(Items from a data source)
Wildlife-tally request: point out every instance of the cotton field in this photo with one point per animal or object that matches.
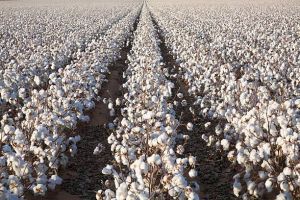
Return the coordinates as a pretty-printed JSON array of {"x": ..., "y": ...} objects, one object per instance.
[{"x": 150, "y": 99}]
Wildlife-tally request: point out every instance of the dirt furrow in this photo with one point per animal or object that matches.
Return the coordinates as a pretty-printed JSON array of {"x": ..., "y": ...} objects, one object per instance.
[
  {"x": 215, "y": 175},
  {"x": 82, "y": 177}
]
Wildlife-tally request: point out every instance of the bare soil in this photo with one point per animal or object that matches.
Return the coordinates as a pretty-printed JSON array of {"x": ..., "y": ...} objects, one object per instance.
[
  {"x": 83, "y": 176},
  {"x": 214, "y": 170}
]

WORK REQUIRED: Return only the number of lines in the data above that hold the word "Wildlife".

TASK ANSWER: 3